+++ DATA IN THIS EXERCISE

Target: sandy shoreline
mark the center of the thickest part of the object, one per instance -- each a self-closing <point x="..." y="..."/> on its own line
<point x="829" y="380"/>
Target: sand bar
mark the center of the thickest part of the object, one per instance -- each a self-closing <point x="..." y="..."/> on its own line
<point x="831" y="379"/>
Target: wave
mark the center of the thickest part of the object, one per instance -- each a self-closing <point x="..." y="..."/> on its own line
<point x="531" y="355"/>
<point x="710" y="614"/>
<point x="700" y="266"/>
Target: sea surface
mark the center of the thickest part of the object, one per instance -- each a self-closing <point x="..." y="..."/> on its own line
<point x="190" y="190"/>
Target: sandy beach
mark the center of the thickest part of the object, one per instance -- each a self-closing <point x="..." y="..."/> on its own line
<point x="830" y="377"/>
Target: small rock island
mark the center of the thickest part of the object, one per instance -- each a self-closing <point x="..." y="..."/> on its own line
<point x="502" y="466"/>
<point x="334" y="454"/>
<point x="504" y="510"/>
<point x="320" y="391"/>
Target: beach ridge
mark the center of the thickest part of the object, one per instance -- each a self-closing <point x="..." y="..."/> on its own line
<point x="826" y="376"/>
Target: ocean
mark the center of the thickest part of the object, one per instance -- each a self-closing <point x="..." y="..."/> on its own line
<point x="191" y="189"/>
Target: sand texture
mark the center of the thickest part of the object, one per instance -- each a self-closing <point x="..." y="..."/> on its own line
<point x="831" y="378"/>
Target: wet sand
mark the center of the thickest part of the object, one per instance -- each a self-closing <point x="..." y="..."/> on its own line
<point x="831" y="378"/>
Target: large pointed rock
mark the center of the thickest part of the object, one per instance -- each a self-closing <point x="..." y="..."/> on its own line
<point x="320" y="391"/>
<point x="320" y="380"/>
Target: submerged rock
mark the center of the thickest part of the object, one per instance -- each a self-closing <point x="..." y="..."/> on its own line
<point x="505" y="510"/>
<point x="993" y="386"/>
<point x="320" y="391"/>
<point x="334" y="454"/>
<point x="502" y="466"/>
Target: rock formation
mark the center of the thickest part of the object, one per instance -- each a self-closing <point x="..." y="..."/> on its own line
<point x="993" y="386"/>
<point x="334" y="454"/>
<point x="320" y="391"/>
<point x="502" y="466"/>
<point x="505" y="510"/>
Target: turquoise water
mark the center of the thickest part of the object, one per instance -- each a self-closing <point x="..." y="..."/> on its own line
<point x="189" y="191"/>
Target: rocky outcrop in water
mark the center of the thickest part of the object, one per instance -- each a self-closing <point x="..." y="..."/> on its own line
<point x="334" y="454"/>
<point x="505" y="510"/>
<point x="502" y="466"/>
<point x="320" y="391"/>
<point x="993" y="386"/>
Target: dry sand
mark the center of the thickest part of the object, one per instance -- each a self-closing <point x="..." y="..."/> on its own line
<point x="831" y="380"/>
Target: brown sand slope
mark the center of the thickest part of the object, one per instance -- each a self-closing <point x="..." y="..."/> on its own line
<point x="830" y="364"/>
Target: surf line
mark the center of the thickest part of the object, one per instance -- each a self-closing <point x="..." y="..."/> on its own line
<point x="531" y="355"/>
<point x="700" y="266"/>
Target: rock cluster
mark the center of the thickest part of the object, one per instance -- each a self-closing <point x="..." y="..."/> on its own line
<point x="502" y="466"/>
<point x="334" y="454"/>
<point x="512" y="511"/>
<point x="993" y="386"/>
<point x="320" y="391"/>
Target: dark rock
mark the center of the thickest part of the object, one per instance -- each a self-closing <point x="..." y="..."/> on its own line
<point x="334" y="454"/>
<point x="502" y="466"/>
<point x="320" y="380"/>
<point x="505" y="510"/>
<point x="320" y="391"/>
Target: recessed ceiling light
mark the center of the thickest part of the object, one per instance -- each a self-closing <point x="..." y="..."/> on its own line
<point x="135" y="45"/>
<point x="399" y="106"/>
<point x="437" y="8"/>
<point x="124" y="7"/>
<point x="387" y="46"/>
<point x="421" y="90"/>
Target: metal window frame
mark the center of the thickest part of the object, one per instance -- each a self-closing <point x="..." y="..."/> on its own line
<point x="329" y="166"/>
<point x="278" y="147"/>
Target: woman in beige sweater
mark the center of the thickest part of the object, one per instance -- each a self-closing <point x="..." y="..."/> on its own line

++++++

**DIRECTIVE:**
Restate the listing in full, word for word.

**COMPLETE ANSWER:**
Target: sandy shoreline
mark the center of the thickest part of the object, one per instance -- each a self-closing <point x="..." y="..."/> on its own line
<point x="829" y="380"/>
Target: sand bar
mark the center of the thickest part of the object, one per instance -- each a self-closing <point x="..." y="..."/> on its own line
<point x="831" y="379"/>
Target: wave
mark the center of the thickest part of the object, one per instance -- each a self-closing <point x="..." y="..."/> on its own line
<point x="531" y="355"/>
<point x="710" y="614"/>
<point x="700" y="266"/>
Target: sea surface
mark the center of the thickest part of the object, one per instance -- each a self-closing <point x="..." y="..."/> on its own line
<point x="190" y="190"/>
Target: sandy beach
mark the center of the thickest part of the object, one per instance -- each a self-closing <point x="..." y="..."/> on its own line
<point x="830" y="377"/>
Target: small rock island
mark the center of the thickest part of the object, one per instance -- each a self-closing <point x="..." y="..."/> on its own line
<point x="502" y="466"/>
<point x="334" y="454"/>
<point x="504" y="510"/>
<point x="320" y="391"/>
Target: beach ridge
mark the center of the thickest part of the object, one per instance -- each a self-closing <point x="..." y="..."/> on its own line
<point x="826" y="376"/>
Target: ocean
mark the center of the thickest part of the object, one per instance -- each a self-closing <point x="..." y="..."/> on its own line
<point x="191" y="189"/>
Target: sand texture
mark the center of the thickest part of the object, one per instance -- each a self-closing <point x="..." y="..."/> on its own line
<point x="831" y="378"/>
Target: wet sand
mark the center of the thickest part of the object, one per instance -- each a self-closing <point x="..." y="..."/> on its own line
<point x="831" y="378"/>
Target: large pointed rock
mark the center of the thickest part of the object, one per instance -- each a self-closing <point x="..." y="..."/> on its own line
<point x="320" y="391"/>
<point x="320" y="380"/>
Target: submerged rock
mark the center of the thickest part of the object, one per instance -- each a self-closing <point x="..." y="..."/> on its own line
<point x="505" y="510"/>
<point x="993" y="386"/>
<point x="320" y="391"/>
<point x="334" y="454"/>
<point x="502" y="466"/>
Target: rock formation
mark the center of the thickest part of the object, one per instance -- each a self-closing <point x="..." y="..."/> on its own line
<point x="993" y="386"/>
<point x="334" y="454"/>
<point x="320" y="391"/>
<point x="502" y="466"/>
<point x="505" y="510"/>
Target: turquoise water
mark the center of the thickest part of the object, one per instance -- each a self-closing <point x="..." y="..."/> on its own line
<point x="189" y="191"/>
Target: rocky outcrop in water
mark the center of the thickest part of the object, one per instance -- each a self-closing <point x="..." y="..."/> on its own line
<point x="334" y="454"/>
<point x="505" y="510"/>
<point x="502" y="466"/>
<point x="320" y="391"/>
<point x="993" y="386"/>
Target: dry sand
mark the center of the thickest part of the object, one per instance -- each a self-closing <point x="..." y="..."/> on its own line
<point x="831" y="380"/>
Target: brown sand slope
mark the center of the thickest part of the object, one per instance -- each a self-closing <point x="..." y="..."/> on its own line
<point x="830" y="364"/>
Target: surf line
mark the center of the thickest part of the object, one per instance -- each a self-closing <point x="..." y="..."/> on its own line
<point x="531" y="355"/>
<point x="700" y="266"/>
Target: rock cluster
mark the center of the thickest part of the object, one per instance -- each a self-closing <point x="..." y="..."/> on its own line
<point x="502" y="466"/>
<point x="334" y="454"/>
<point x="512" y="511"/>
<point x="993" y="386"/>
<point x="320" y="391"/>
Target: dark rock
mark the center of the thickest part of the object, one per instance -- each a self-closing <point x="..." y="..."/> on its own line
<point x="334" y="454"/>
<point x="502" y="466"/>
<point x="320" y="380"/>
<point x="505" y="510"/>
<point x="320" y="391"/>
Target: recessed ceiling light
mark the center of the thickest part of the object, one per instance -- each a self-closing <point x="..." y="..."/> on its own line
<point x="135" y="45"/>
<point x="399" y="106"/>
<point x="437" y="8"/>
<point x="124" y="7"/>
<point x="387" y="46"/>
<point x="421" y="90"/>
Target: metal window frame
mark the center of the thickest part of the object, one per instance -- each a self-closing <point x="..." y="..."/> on its own line
<point x="329" y="166"/>
<point x="278" y="147"/>
Target: woman in beige sweater
mark the center of the thickest part of the object, one per instance -- each a self-closing <point x="..." y="..."/> on its own line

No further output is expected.